- _Task instructions_
Can you give the lines below as a two-column CSV headed instruction and boxes, with one row for each instruction holding its text and its answer, each in a single quoted field with line breaks turned into spaces? Leave the pictures out.

=== Material for the task ===

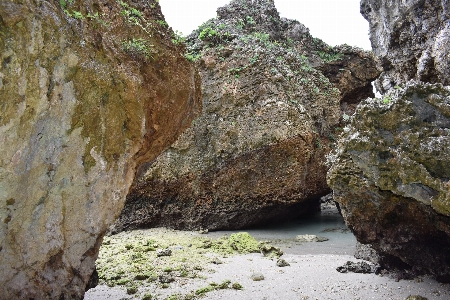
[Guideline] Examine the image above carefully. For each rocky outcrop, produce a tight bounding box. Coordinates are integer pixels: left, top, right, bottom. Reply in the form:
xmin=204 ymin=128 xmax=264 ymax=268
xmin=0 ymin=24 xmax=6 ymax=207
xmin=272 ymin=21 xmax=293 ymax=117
xmin=361 ymin=0 xmax=450 ymax=93
xmin=112 ymin=0 xmax=380 ymax=231
xmin=328 ymin=0 xmax=450 ymax=281
xmin=0 ymin=0 xmax=200 ymax=299
xmin=328 ymin=82 xmax=450 ymax=281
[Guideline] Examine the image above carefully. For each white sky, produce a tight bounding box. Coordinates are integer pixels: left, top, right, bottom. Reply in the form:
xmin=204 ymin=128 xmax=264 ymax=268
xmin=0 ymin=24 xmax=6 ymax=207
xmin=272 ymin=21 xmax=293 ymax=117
xmin=159 ymin=0 xmax=371 ymax=50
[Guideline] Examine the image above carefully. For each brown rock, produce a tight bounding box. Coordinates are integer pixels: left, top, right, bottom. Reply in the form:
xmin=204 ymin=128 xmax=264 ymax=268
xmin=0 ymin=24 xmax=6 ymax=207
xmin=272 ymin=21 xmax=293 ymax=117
xmin=112 ymin=1 xmax=376 ymax=231
xmin=0 ymin=0 xmax=200 ymax=299
xmin=361 ymin=0 xmax=450 ymax=93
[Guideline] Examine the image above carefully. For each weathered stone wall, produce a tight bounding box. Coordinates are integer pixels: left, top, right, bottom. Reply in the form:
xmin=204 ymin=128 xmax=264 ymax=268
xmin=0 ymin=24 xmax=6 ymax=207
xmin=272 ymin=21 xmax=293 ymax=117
xmin=0 ymin=0 xmax=200 ymax=299
xmin=328 ymin=82 xmax=450 ymax=281
xmin=113 ymin=1 xmax=379 ymax=231
xmin=361 ymin=0 xmax=450 ymax=93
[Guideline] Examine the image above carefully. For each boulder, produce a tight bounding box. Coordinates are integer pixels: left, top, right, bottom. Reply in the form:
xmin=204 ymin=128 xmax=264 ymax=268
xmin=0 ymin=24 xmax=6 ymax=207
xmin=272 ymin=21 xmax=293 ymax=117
xmin=0 ymin=0 xmax=201 ymax=299
xmin=328 ymin=82 xmax=450 ymax=281
xmin=112 ymin=0 xmax=379 ymax=232
xmin=361 ymin=0 xmax=450 ymax=93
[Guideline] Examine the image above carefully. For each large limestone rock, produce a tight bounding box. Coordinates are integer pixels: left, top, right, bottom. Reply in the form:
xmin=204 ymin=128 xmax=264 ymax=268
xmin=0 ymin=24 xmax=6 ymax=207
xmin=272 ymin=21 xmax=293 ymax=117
xmin=328 ymin=0 xmax=450 ymax=281
xmin=328 ymin=82 xmax=450 ymax=281
xmin=112 ymin=1 xmax=380 ymax=231
xmin=361 ymin=0 xmax=450 ymax=93
xmin=0 ymin=0 xmax=200 ymax=299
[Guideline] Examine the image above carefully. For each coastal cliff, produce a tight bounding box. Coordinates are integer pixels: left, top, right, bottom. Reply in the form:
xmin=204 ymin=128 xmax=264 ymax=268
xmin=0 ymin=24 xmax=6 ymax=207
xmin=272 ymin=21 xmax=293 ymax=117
xmin=328 ymin=0 xmax=450 ymax=282
xmin=0 ymin=0 xmax=201 ymax=299
xmin=112 ymin=1 xmax=380 ymax=232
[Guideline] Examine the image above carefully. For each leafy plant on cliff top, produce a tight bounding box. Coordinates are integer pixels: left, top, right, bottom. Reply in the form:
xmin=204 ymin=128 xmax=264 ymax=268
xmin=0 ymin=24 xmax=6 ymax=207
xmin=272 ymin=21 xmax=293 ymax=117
xmin=122 ymin=38 xmax=153 ymax=60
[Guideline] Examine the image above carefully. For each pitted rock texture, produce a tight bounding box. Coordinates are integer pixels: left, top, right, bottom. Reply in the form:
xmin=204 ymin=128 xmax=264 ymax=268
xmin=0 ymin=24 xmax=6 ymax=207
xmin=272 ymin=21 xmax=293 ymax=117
xmin=361 ymin=0 xmax=450 ymax=93
xmin=328 ymin=82 xmax=450 ymax=281
xmin=112 ymin=1 xmax=379 ymax=232
xmin=0 ymin=0 xmax=201 ymax=299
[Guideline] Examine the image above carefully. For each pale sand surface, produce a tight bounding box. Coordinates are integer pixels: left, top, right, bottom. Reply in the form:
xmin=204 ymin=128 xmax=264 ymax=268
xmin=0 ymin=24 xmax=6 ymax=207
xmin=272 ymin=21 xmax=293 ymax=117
xmin=85 ymin=236 xmax=450 ymax=300
xmin=85 ymin=208 xmax=450 ymax=300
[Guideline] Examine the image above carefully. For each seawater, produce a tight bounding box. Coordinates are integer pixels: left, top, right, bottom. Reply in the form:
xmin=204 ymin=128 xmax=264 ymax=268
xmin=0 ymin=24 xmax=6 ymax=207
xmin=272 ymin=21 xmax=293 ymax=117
xmin=208 ymin=209 xmax=356 ymax=255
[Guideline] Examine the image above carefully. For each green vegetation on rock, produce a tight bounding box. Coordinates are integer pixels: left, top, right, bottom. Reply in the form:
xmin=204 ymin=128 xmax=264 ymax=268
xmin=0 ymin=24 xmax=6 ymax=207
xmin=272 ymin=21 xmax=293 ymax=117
xmin=96 ymin=229 xmax=260 ymax=292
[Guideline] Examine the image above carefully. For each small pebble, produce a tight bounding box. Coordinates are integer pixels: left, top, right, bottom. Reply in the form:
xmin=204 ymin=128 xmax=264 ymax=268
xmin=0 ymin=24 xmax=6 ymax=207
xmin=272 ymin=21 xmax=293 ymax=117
xmin=250 ymin=273 xmax=264 ymax=281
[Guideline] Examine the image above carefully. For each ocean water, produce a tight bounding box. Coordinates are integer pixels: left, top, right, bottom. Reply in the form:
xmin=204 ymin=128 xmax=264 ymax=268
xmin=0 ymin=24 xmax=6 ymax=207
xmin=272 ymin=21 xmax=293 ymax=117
xmin=207 ymin=208 xmax=356 ymax=255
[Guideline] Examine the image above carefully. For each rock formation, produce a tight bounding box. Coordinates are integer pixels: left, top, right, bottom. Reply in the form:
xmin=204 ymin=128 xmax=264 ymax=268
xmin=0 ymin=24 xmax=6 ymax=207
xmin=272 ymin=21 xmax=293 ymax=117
xmin=361 ymin=0 xmax=450 ymax=93
xmin=112 ymin=0 xmax=380 ymax=231
xmin=328 ymin=0 xmax=450 ymax=282
xmin=328 ymin=82 xmax=450 ymax=281
xmin=0 ymin=0 xmax=200 ymax=299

===

- _Written solution_
instruction,boxes
"[Guideline] Examine the image above carefully. For each rocky outcrop, produce a tight bounding box. Coordinates are integer pixels: left, top, right, bottom. Reply in the form: xmin=204 ymin=128 xmax=264 ymax=268 xmin=0 ymin=24 xmax=6 ymax=207 xmin=272 ymin=21 xmax=293 ymax=117","xmin=361 ymin=0 xmax=450 ymax=93 xmin=112 ymin=0 xmax=380 ymax=231 xmin=328 ymin=0 xmax=450 ymax=281 xmin=0 ymin=0 xmax=200 ymax=299 xmin=328 ymin=82 xmax=450 ymax=281"
"[Guideline] Examine the image above carefully. For each white sky, produce a tight bounding box. Coordinates are integer pixels: left, top, right, bottom. Reply in the form: xmin=204 ymin=128 xmax=264 ymax=268 xmin=0 ymin=24 xmax=6 ymax=207 xmin=272 ymin=21 xmax=293 ymax=117","xmin=159 ymin=0 xmax=371 ymax=50"
"[Guideline] Examine the image above carefully. For each brown rock, produce a tight bounding box. Coordinates are integer pixels: left, top, right, bottom. Reply in the form: xmin=204 ymin=128 xmax=264 ymax=268 xmin=0 ymin=24 xmax=6 ymax=207 xmin=272 ymin=21 xmax=293 ymax=117","xmin=112 ymin=1 xmax=376 ymax=231 xmin=0 ymin=0 xmax=200 ymax=299 xmin=361 ymin=0 xmax=450 ymax=93"
"[Guideline] Examine the image above carefully. For each weathered stone wall, produce a tight bounding box. Coordinates are integer pixels: left, top, right, bottom. Reply in the form: xmin=204 ymin=128 xmax=264 ymax=268 xmin=0 ymin=24 xmax=6 ymax=207 xmin=272 ymin=21 xmax=293 ymax=117","xmin=0 ymin=0 xmax=200 ymax=299 xmin=328 ymin=82 xmax=450 ymax=281 xmin=113 ymin=1 xmax=379 ymax=231 xmin=361 ymin=0 xmax=450 ymax=93"
"[Guideline] Examine the image above carefully. For each boulder, produce a tight bounding box. Coordinates are integer pixels: left, top, right, bottom. Reply in the form: xmin=204 ymin=128 xmax=264 ymax=268 xmin=0 ymin=24 xmax=6 ymax=207 xmin=272 ymin=21 xmax=293 ymax=117","xmin=0 ymin=0 xmax=201 ymax=299 xmin=328 ymin=82 xmax=450 ymax=281 xmin=112 ymin=0 xmax=379 ymax=232 xmin=361 ymin=0 xmax=450 ymax=93"
"[Guideline] Examine the image above carefully. For each large limestone rock, produce a tight bounding box. Coordinates are integer pixels: left, top, right, bottom. Reply in the form: xmin=204 ymin=128 xmax=264 ymax=268 xmin=0 ymin=24 xmax=6 ymax=207 xmin=272 ymin=21 xmax=293 ymax=117","xmin=328 ymin=0 xmax=450 ymax=281 xmin=328 ymin=82 xmax=450 ymax=281 xmin=112 ymin=1 xmax=380 ymax=231 xmin=361 ymin=0 xmax=450 ymax=93 xmin=0 ymin=0 xmax=200 ymax=299"
"[Guideline] Examine the image above carefully. For each coastal cliff, produce a tight bounding box. Coordinates are integer pixels: left, top, right, bottom. Reply in the form: xmin=204 ymin=128 xmax=264 ymax=268 xmin=0 ymin=24 xmax=6 ymax=207 xmin=272 ymin=21 xmax=293 ymax=117","xmin=328 ymin=0 xmax=450 ymax=282 xmin=0 ymin=0 xmax=201 ymax=299 xmin=112 ymin=1 xmax=380 ymax=232"
"[Guideline] Examine the image above carefully. For each leafy plant on cliff top, produce a tight bounding box. Coordinates are integer pixels: left, top, right, bottom. Reply in the form: xmin=204 ymin=128 xmax=264 ymax=268 xmin=0 ymin=24 xmax=6 ymax=207 xmin=272 ymin=21 xmax=293 ymax=117","xmin=122 ymin=38 xmax=153 ymax=60"
"[Guideline] Examine the image above carefully. For each pitted rock texture, produce a tight bounding box. Coordinates are integer pixels: left, top, right, bottom. Reply in the form: xmin=204 ymin=128 xmax=264 ymax=268 xmin=0 ymin=24 xmax=6 ymax=207 xmin=272 ymin=21 xmax=293 ymax=117","xmin=361 ymin=0 xmax=450 ymax=93 xmin=328 ymin=82 xmax=450 ymax=281 xmin=112 ymin=1 xmax=379 ymax=232 xmin=0 ymin=0 xmax=201 ymax=299"
"[Guideline] Examine the image above carefully. For each pale sand surface, produce a tight bounding box. Coordinates are integer pixels: left, top, right, bottom. Reply in the form: xmin=204 ymin=128 xmax=264 ymax=268 xmin=0 ymin=24 xmax=6 ymax=207 xmin=272 ymin=21 xmax=293 ymax=117","xmin=85 ymin=236 xmax=450 ymax=300 xmin=85 ymin=208 xmax=450 ymax=300"
"[Guideline] Examine the image above carefully. For each seawater, produce a tight bounding box. Coordinates are integer pixels: left, top, right, bottom. Reply in the form: xmin=204 ymin=128 xmax=264 ymax=268 xmin=0 ymin=24 xmax=6 ymax=207 xmin=272 ymin=21 xmax=293 ymax=117","xmin=208 ymin=209 xmax=356 ymax=255"
"[Guideline] Examine the image above carefully. For each green vegetation on rock, produce a tight bounding box. Coordinates are integer pixels: left, top, right, bottom. Reply in the form: xmin=204 ymin=128 xmax=264 ymax=268 xmin=0 ymin=24 xmax=6 ymax=207 xmin=272 ymin=21 xmax=293 ymax=117","xmin=96 ymin=229 xmax=260 ymax=292"
"[Guideline] Examine the image above carefully. For each small pebble, produce a tight bounding box. Coordinates are integer pixels: left, top, right, bottom. Reply in the form: xmin=204 ymin=128 xmax=264 ymax=268 xmin=0 ymin=24 xmax=6 ymax=207 xmin=272 ymin=21 xmax=293 ymax=117","xmin=250 ymin=273 xmax=264 ymax=281"
"[Guideline] Examine the image above carefully. For each ocean water, produce a tight bounding box. Coordinates are integer pixels: left, top, right, bottom. Reply in the form: xmin=204 ymin=128 xmax=264 ymax=268 xmin=0 ymin=24 xmax=6 ymax=207 xmin=272 ymin=21 xmax=293 ymax=117","xmin=207 ymin=208 xmax=356 ymax=255"
"[Guideline] Examine the image above carefully. For each rock formation, produce a tight bounding box. Coordinates are integer pixels: left, top, right, bottom. Reply in the form: xmin=204 ymin=128 xmax=264 ymax=268 xmin=0 ymin=24 xmax=6 ymax=207 xmin=272 ymin=21 xmax=293 ymax=117","xmin=361 ymin=0 xmax=450 ymax=93 xmin=112 ymin=0 xmax=380 ymax=231 xmin=328 ymin=0 xmax=450 ymax=282 xmin=328 ymin=82 xmax=450 ymax=281 xmin=0 ymin=0 xmax=200 ymax=299"